Énoncé 1 - D'après le texte sur Vang Vieng, à quel prix peut-on y trouver un logement agréable ?
Énoncé 2 - Recopiez à l'identique le passage du texte sur Vang Vieng qui commence aux mots « Une fois les » et s'arrête après les mots « cette jeunesse outrancière. ».

Extrait retenu -
..........

Quand on lit les échos en provenance de Vang Vieng, sur des sites de voyages où se reconnaissent les voyageurs respectueux des peuples et de l'environnement, ces belles âmes se sentent soudainement agressées, et Vang Vieng devient la sulfureuse, la maudite, envahie par des hordes de jeunes éméchés, sinon drogués, et des filles qui se baladent en bikini au centre ville ! L'horreur, quoi ! Il ne faut pas aller dans cet endroit voué à la décadance, au manque de goût, et où ces occidentaux dégénérés, avachis sur des couchettes, dans les restaurants qui diffusent en continu des séries de tv américaines, pourraient se révéler dangereux. On ne sait jamais, ma bonne dame, avec tous ces drogués !
Une fois les vannes de la bonne conscience refermées, nous sommes bien avancés. Et alors ? Tout d'abord, une précision : Vang Vieng est une très petite ville, au bord d'une rivière, dans un paysage extraordinaire de pics rocheux, des pains de sucre, dirait-on ailleurs, qui invite à faire des excursions dans cette nature, à pied, en véhicule, et la profusion de l'offre pour les logements permet de se trouver un endroit agréable pour 4/5 €, bien loin de l'agitation de cette jeunesse outrancière.

..........

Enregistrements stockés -

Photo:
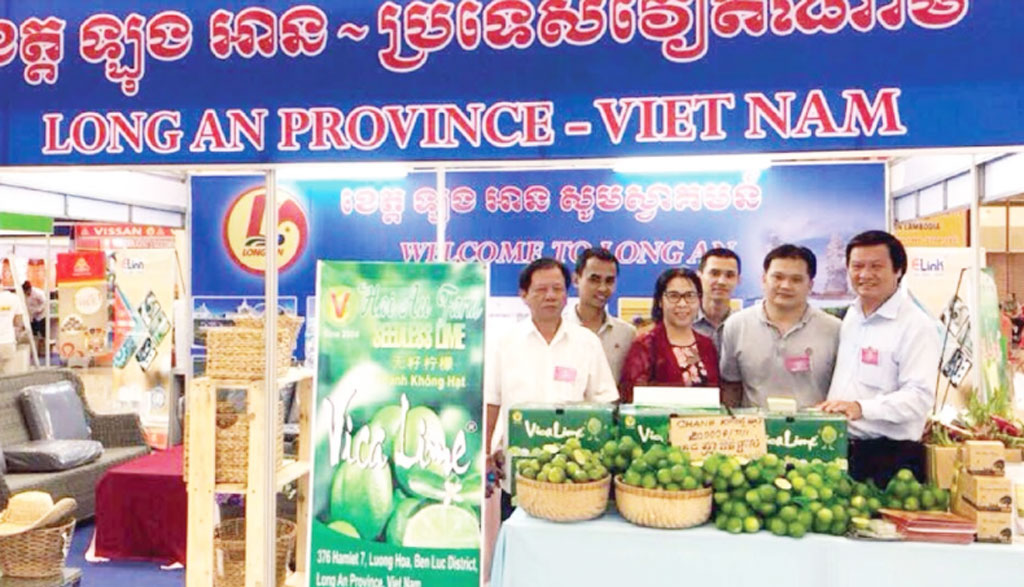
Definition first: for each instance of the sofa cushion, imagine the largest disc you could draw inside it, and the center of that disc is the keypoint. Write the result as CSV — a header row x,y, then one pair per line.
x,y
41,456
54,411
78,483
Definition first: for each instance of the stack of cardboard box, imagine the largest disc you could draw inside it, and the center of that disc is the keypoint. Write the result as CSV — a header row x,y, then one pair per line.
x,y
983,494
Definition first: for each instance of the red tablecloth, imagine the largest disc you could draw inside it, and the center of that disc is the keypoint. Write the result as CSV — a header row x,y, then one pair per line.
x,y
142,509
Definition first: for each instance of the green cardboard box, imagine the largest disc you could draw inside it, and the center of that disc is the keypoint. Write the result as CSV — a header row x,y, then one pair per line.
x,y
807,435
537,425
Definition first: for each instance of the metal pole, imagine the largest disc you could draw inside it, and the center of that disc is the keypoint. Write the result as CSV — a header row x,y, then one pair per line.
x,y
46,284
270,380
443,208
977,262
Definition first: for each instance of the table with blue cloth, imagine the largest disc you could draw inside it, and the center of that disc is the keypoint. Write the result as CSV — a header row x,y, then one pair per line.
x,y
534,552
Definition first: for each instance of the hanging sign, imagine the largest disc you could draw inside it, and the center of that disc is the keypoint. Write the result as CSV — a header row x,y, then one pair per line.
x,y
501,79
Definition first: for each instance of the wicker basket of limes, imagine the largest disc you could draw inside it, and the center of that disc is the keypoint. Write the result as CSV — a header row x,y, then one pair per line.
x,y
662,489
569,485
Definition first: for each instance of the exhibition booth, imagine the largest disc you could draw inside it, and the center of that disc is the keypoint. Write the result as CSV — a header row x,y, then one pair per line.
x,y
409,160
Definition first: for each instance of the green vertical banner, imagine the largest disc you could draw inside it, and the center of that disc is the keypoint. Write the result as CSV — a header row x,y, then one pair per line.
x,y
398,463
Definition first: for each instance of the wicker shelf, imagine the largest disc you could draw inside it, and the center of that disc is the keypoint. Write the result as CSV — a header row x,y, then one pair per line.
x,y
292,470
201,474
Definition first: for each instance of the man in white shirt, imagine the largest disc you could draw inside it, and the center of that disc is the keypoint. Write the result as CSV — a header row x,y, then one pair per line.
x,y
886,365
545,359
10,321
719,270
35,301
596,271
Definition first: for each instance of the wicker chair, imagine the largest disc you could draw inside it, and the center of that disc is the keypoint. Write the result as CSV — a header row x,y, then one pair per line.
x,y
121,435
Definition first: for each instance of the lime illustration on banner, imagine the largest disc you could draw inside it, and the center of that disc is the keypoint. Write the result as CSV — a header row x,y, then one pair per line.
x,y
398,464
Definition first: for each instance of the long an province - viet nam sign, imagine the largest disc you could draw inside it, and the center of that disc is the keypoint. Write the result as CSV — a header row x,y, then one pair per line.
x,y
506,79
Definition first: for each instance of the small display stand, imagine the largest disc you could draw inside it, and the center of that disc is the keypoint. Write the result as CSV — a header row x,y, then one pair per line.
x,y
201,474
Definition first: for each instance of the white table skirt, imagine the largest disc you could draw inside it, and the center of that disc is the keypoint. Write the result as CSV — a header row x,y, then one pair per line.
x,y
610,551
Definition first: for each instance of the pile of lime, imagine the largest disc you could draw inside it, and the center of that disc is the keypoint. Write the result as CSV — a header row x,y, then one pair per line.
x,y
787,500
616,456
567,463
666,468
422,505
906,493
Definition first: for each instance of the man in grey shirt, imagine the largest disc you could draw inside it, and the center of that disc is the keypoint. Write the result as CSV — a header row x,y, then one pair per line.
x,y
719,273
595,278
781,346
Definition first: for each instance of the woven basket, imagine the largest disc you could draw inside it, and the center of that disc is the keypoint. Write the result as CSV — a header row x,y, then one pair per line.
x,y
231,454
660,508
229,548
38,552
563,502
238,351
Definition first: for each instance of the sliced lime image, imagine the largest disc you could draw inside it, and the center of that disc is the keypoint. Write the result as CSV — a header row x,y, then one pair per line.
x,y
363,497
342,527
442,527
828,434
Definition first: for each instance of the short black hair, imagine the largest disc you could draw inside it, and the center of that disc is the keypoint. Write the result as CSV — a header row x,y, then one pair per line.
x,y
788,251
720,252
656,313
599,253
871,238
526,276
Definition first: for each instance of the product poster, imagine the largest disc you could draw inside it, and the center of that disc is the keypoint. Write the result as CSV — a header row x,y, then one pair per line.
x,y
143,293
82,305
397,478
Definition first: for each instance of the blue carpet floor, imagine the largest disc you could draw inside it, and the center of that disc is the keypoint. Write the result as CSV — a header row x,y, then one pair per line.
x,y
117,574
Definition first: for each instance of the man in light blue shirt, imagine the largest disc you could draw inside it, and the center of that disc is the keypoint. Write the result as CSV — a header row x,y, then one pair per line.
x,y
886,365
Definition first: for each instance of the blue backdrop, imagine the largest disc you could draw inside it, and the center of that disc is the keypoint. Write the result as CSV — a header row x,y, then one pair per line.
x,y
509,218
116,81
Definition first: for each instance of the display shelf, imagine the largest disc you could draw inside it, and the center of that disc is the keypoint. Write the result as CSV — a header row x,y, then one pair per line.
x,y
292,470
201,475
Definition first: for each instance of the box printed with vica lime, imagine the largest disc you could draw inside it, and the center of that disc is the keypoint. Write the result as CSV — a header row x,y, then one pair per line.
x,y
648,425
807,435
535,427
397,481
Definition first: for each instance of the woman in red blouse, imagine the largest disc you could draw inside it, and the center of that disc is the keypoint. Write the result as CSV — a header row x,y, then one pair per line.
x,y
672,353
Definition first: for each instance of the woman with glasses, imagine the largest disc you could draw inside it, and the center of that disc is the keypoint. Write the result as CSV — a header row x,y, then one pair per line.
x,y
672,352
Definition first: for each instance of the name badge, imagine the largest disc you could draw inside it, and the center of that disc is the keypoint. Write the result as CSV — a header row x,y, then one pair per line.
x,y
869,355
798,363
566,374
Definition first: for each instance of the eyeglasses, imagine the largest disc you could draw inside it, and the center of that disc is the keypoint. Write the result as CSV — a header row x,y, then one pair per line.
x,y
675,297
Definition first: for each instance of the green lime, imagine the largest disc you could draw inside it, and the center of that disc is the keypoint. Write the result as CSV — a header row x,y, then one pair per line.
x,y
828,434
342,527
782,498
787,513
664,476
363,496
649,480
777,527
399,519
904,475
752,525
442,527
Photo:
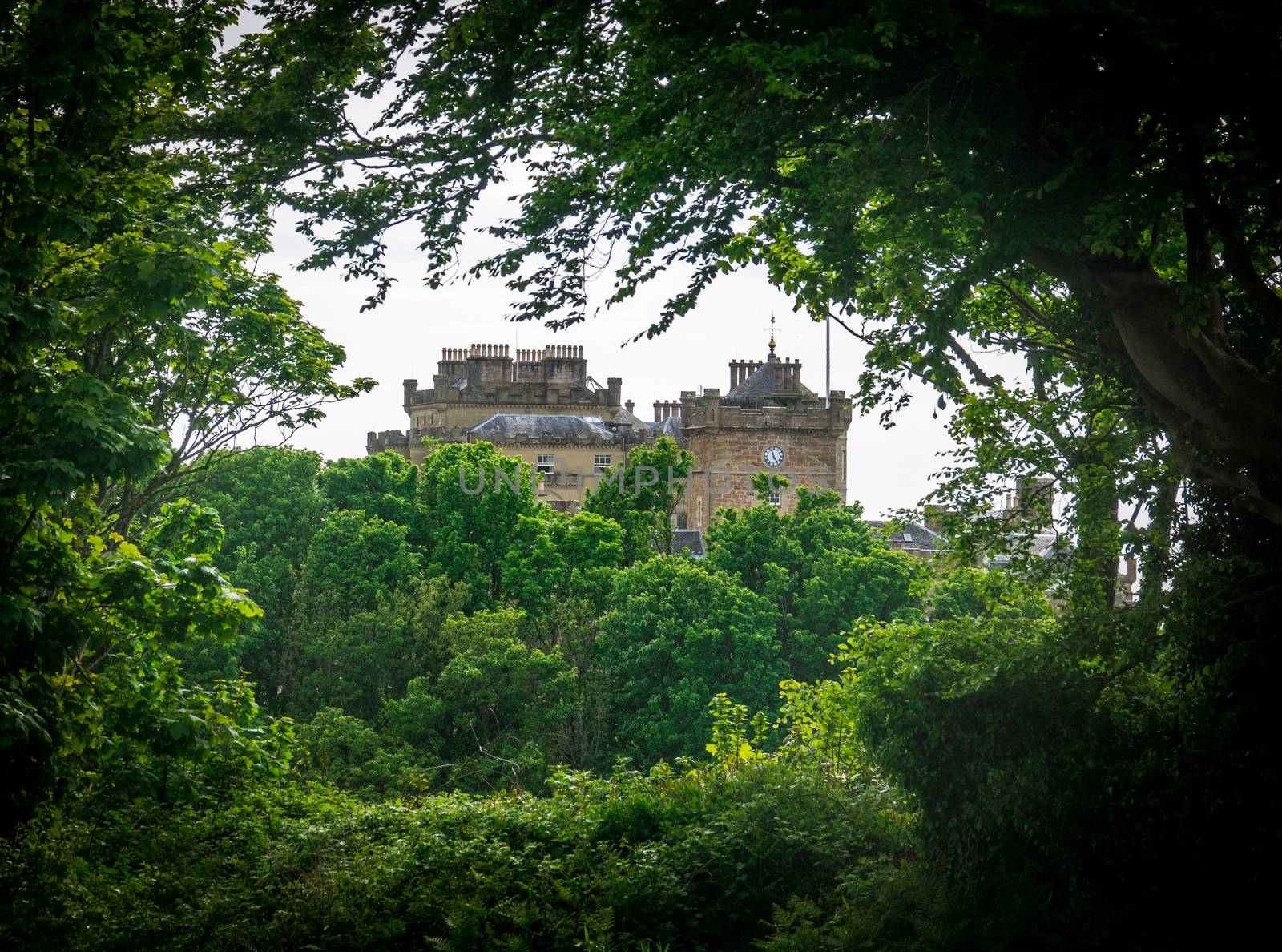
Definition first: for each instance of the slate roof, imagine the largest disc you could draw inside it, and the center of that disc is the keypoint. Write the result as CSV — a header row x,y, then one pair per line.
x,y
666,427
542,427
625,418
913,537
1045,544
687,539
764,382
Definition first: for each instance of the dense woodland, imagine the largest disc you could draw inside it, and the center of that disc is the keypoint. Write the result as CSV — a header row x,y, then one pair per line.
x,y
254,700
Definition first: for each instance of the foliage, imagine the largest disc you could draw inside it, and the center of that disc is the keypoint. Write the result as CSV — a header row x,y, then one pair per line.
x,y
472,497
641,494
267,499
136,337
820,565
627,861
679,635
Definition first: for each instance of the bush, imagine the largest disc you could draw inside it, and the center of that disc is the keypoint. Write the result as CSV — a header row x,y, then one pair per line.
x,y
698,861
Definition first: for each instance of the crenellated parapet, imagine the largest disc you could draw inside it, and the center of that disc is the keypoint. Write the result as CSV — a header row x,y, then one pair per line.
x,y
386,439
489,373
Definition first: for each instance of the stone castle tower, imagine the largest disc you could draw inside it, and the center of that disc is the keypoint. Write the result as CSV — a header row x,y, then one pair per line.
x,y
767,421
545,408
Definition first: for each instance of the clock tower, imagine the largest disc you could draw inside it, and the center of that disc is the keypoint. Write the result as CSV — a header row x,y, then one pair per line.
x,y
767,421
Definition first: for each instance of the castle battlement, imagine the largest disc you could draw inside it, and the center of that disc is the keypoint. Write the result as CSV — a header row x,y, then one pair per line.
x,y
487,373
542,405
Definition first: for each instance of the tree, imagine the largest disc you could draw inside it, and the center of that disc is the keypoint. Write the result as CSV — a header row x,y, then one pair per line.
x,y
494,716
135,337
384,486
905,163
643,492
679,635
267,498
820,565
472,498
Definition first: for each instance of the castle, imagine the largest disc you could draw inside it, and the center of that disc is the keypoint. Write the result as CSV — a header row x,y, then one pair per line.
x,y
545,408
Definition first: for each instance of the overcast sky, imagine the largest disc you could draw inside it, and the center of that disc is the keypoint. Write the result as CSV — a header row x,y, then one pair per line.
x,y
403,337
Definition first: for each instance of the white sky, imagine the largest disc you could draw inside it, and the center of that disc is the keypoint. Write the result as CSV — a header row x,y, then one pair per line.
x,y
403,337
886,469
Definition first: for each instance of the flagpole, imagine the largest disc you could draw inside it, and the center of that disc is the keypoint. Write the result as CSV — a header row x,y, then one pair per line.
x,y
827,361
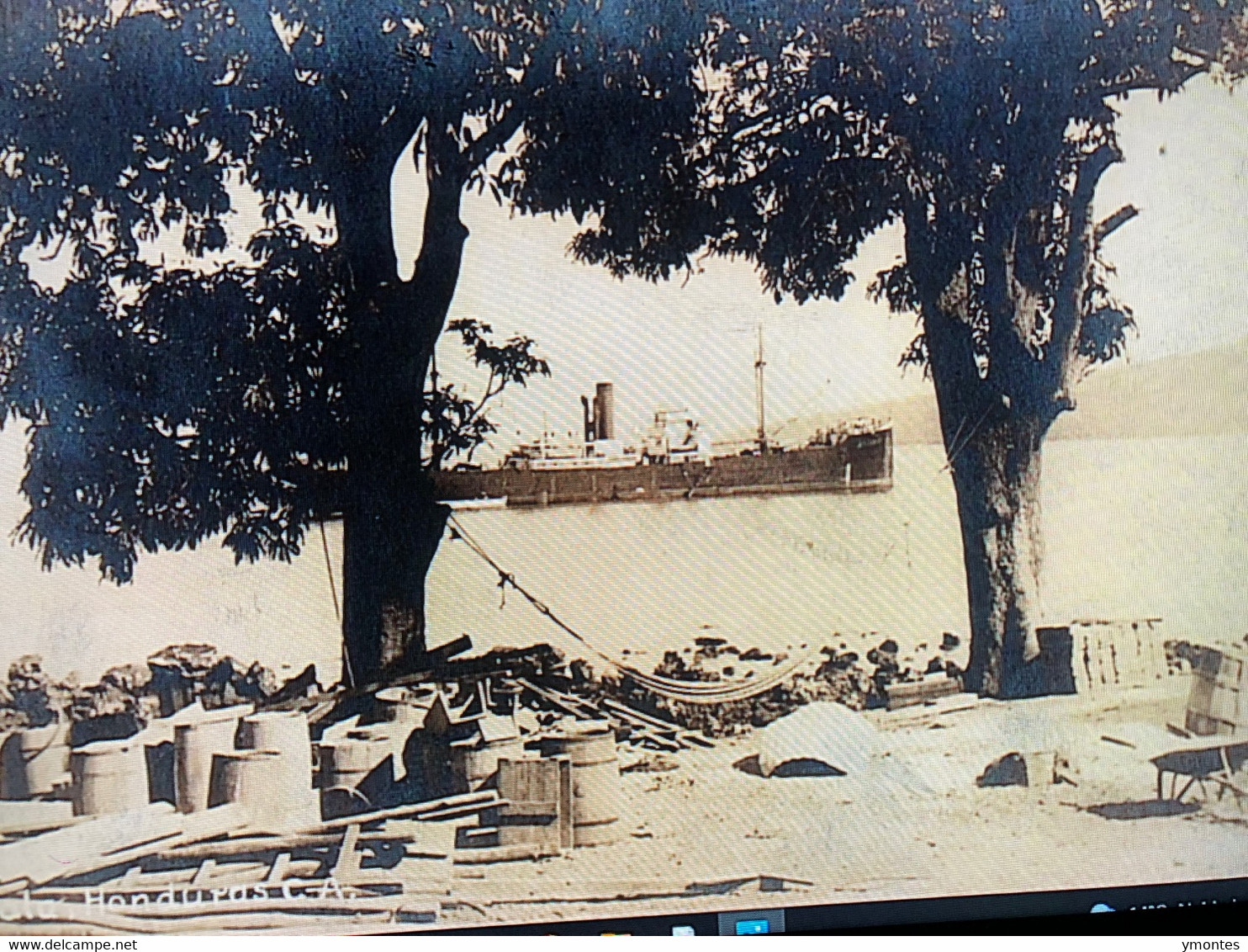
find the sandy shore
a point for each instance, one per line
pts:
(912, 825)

..........

Sortie attendue 1 - Pour 4/5 €.

Sortie attendue 2 -
Une fois les vannes de la bonne conscience refermées, nous sommes bien avancés. Et alors ? Tout d'abord, une précision : Vang Vieng est une très petite ville, au bord d'une rivière, dans un paysage extraordinaire de pics rocheux, des pains de sucre, dirait-on ailleurs, qui invite à faire des excursions dans cette nature, à pied, en véhicule, et la profusion de l'offre pour les logements permet de se trouver un endroit agréable pour 4/5 €, bien loin de l'agitation de cette jeunesse outrancière.